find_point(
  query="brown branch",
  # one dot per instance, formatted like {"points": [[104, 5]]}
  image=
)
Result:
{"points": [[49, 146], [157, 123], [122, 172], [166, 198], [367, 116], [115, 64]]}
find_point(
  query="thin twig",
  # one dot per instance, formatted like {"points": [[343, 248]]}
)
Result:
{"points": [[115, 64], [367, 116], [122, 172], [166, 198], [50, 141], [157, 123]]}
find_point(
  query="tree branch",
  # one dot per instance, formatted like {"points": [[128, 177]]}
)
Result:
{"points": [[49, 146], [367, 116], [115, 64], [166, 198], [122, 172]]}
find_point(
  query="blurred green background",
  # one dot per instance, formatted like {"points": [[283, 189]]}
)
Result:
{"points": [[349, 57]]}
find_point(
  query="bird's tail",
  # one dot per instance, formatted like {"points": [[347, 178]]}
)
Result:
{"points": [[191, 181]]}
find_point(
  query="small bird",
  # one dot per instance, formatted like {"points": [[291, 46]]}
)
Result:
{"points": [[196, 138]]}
####
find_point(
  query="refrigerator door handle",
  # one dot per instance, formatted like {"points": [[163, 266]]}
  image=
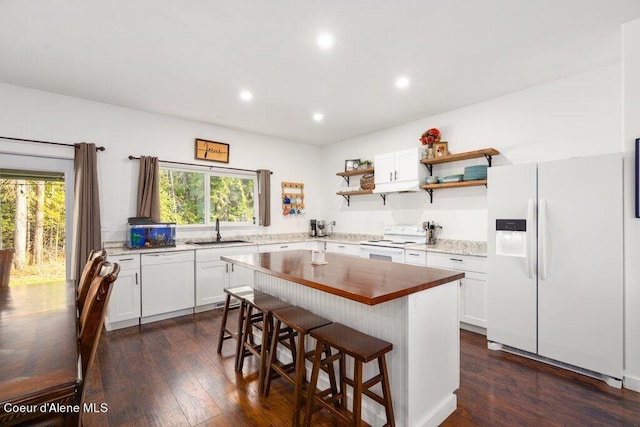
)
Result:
####
* SHORT EXERCISE *
Which lines in the items above contain the word "like"? List each of those lines in full.

* RESULT OF THE EXERCISE *
  # one dot per instance, formatted like {"points": [[104, 5]]}
  # one dot per instance, formatted like {"points": [[343, 248]]}
  # one dot per instance, formatted like {"points": [[128, 177]]}
  # one dot per instance, formatted like {"points": [[283, 189]]}
  # one dot per instance, formatted like {"points": [[347, 178]]}
  # one dot per instance, formatted like {"points": [[291, 46]]}
  # one dot per instance, formatted like {"points": [[163, 266]]}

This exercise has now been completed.